**** RECORDS SUPPLIED
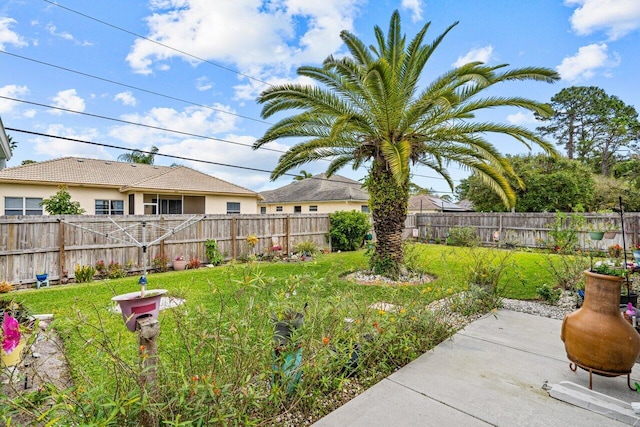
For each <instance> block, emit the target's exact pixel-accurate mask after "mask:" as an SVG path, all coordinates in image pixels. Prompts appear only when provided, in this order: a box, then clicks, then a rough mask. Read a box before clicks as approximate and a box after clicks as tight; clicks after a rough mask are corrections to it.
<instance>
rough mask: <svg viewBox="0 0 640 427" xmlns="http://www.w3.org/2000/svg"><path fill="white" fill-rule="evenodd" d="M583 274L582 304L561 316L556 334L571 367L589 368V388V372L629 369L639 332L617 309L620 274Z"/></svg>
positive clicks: (636, 352)
mask: <svg viewBox="0 0 640 427" xmlns="http://www.w3.org/2000/svg"><path fill="white" fill-rule="evenodd" d="M584 274H585V275H586V276H587V282H586V286H585V293H584V304H583V305H582V307H581V308H580V309H579V310H577V311H574V312H573V313H570V314H567V315H566V316H565V318H564V320H563V322H562V332H561V335H560V338H561V339H562V341H564V346H565V350H566V352H567V357H568V358H569V360H570V361H571V362H572V365H575V366H571V365H570V367H571V369H572V370H575V369H576V366H579V367H581V368H582V369H585V370H587V371H589V388H591V384H592V375H591V374H598V375H603V376H607V377H615V376H618V375H625V374H626V375H629V374H630V373H631V369H632V368H633V365H634V363H635V361H636V359H637V358H638V355H640V335H639V334H638V332H636V330H635V329H634V328H633V327H632V326H631V324H629V322H627V321H626V320H625V319H624V318H623V317H622V315H621V313H620V289H621V285H622V282H623V280H624V278H623V277H619V276H609V275H605V274H598V273H594V272H591V271H585V272H584ZM627 379H629V378H627ZM627 382H629V381H627ZM629 386H630V384H629Z"/></svg>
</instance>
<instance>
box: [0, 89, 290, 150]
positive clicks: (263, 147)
mask: <svg viewBox="0 0 640 427" xmlns="http://www.w3.org/2000/svg"><path fill="white" fill-rule="evenodd" d="M0 99H7V100H10V101H15V102H22V103H25V104H29V105H35V106H38V107H44V108H51V109H53V110H59V111H65V112H67V113H74V114H81V115H83V116H89V117H94V118H98V119H102V120H109V121H113V122H118V123H124V124H128V125H133V126H141V127H145V128H149V129H153V130H159V131H163V132H170V133H176V134H178V135H184V136H191V137H195V138H202V139H210V140H213V141H219V142H224V143H226V144H233V145H240V146H242V147H248V148H253V146H252V145H251V144H244V143H242V142H237V141H230V140H228V139H222V138H215V137H213V136H206V135H199V134H196V133H191V132H185V131H180V130H175V129H167V128H162V127H160V126H152V125H147V124H144V123H136V122H130V121H128V120H123V119H116V118H114V117H107V116H102V115H100V114H92V113H86V112H84V111H76V110H70V109H68V108H62V107H55V106H53V105H47V104H41V103H39V102H33V101H25V100H23V99H17V98H11V97H8V96H2V95H0ZM259 149H260V150H266V151H273V152H276V153H284V151H282V150H276V149H275V148H268V147H259Z"/></svg>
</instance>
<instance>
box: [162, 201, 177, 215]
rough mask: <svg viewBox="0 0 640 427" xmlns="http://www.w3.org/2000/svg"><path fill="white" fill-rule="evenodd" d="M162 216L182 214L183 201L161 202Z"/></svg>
mask: <svg viewBox="0 0 640 427" xmlns="http://www.w3.org/2000/svg"><path fill="white" fill-rule="evenodd" d="M160 213H161V214H181V213H182V200H173V199H162V200H160Z"/></svg>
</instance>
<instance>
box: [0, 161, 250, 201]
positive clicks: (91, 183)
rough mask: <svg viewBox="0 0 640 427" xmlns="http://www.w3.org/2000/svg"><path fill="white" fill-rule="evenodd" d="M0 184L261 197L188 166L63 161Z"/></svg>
mask: <svg viewBox="0 0 640 427" xmlns="http://www.w3.org/2000/svg"><path fill="white" fill-rule="evenodd" d="M0 182H11V183H25V184H56V185H60V184H66V185H69V186H74V185H84V186H93V187H115V188H118V190H119V191H122V192H124V191H140V190H151V191H171V192H175V191H179V192H182V193H185V192H188V193H189V192H190V193H209V194H236V195H247V196H255V197H259V196H258V194H257V193H256V192H254V191H251V190H248V189H246V188H244V187H240V186H238V185H235V184H231V183H229V182H226V181H223V180H221V179H218V178H215V177H212V176H211V175H207V174H205V173H202V172H198V171H196V170H194V169H191V168H188V167H185V166H176V167H168V166H156V165H145V164H139V163H125V162H114V161H110V160H96V159H83V158H77V157H63V158H60V159H54V160H47V161H44V162H38V163H30V164H27V165H22V166H16V167H13V168H7V169H3V170H1V171H0Z"/></svg>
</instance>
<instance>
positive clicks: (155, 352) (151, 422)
mask: <svg viewBox="0 0 640 427" xmlns="http://www.w3.org/2000/svg"><path fill="white" fill-rule="evenodd" d="M136 330H137V331H138V350H139V356H140V366H141V368H142V369H141V370H140V393H141V394H142V396H141V398H142V400H143V402H144V401H145V399H144V397H145V395H146V405H145V406H151V405H152V404H154V403H156V402H157V400H158V344H157V342H156V340H157V338H158V335H159V334H160V322H158V319H154V318H151V317H143V318H140V319H138V320H136ZM158 423H159V421H158V418H157V417H156V416H155V414H154V412H153V411H149V410H147V409H143V410H142V411H141V412H140V425H141V426H143V427H157V426H158V425H159V424H158Z"/></svg>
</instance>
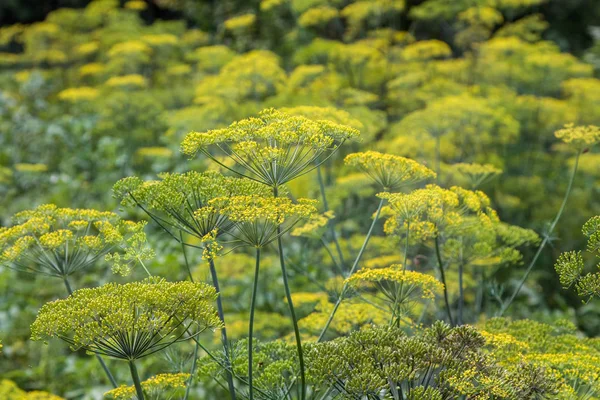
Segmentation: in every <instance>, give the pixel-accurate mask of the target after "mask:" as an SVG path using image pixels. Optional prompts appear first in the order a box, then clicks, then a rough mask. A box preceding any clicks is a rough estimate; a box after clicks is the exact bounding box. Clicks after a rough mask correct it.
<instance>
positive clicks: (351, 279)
mask: <svg viewBox="0 0 600 400" xmlns="http://www.w3.org/2000/svg"><path fill="white" fill-rule="evenodd" d="M386 282H387V283H391V284H401V285H403V286H404V288H405V291H404V293H402V296H404V297H408V296H411V295H413V294H414V293H415V292H417V291H418V292H419V297H421V298H423V299H433V298H435V295H436V294H440V293H442V291H443V290H444V285H443V284H442V283H441V282H439V281H438V280H437V279H435V278H434V277H433V276H431V275H428V274H423V273H420V272H416V271H405V270H403V268H402V266H401V265H397V264H395V265H391V266H389V267H388V268H374V269H363V270H361V271H358V272H356V273H355V274H353V275H352V276H350V277H349V278H348V279H346V283H348V285H349V286H351V287H355V288H361V287H365V286H369V285H373V284H377V285H380V286H382V288H383V290H381V291H380V293H383V294H384V295H386V296H388V295H389V296H390V297H389V298H388V300H391V301H392V302H394V301H395V300H396V299H395V298H394V295H395V293H392V292H393V291H390V290H386V286H385V285H386Z"/></svg>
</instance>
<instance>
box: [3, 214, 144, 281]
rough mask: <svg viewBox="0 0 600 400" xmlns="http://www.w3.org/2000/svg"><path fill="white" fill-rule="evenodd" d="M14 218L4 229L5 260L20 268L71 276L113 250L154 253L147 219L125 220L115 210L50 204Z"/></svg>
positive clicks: (14, 267) (13, 265)
mask: <svg viewBox="0 0 600 400" xmlns="http://www.w3.org/2000/svg"><path fill="white" fill-rule="evenodd" d="M13 220H14V222H15V225H14V226H12V227H10V228H2V229H0V262H2V263H3V264H5V265H7V266H9V267H12V268H16V269H20V270H25V271H30V272H37V273H42V274H45V275H51V276H59V277H65V276H68V275H70V274H72V273H74V272H76V271H78V270H81V269H84V268H86V267H88V266H91V265H93V264H95V263H96V262H97V261H98V260H99V259H100V258H101V257H102V256H104V255H106V254H109V252H113V253H114V254H118V253H121V252H123V253H125V254H133V253H135V254H136V257H137V256H141V254H140V253H147V252H148V251H147V250H145V242H146V237H145V235H144V233H143V229H144V225H145V224H144V223H135V222H132V221H126V220H121V219H120V218H119V216H118V215H117V214H115V213H112V212H102V211H96V210H87V209H70V208H58V207H56V206H55V205H52V204H47V205H42V206H39V207H38V208H36V209H34V210H27V211H22V212H20V213H18V214H16V215H15V216H14V217H13ZM131 252H133V253H131Z"/></svg>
********
> **WHAT TO PRODUCE**: From the data above, copy each line with the string "after" in it.

> **FINAL ANSWER**:
For each <instance> block, emit the target's exact pixel-accurate mask after "mask:" as an SVG path, all coordinates in image pixels. Prompts appear only when provided, in this order: a box, then clicks, then a rough mask. Read a box before clicks as approximate and a box after clicks as tight; clicks after a rough mask are corrections to it.
Segmentation: in every <instance>, give the pixel-accurate mask of the target after "mask:" as an SVG path using image pixels. Optional prompts appear first in the order a box, then clicks, then a rough mask. A box preceding any clicks is a rough estimate; a box after clicks is the exact bounding box. Clicks after a rough mask correct it.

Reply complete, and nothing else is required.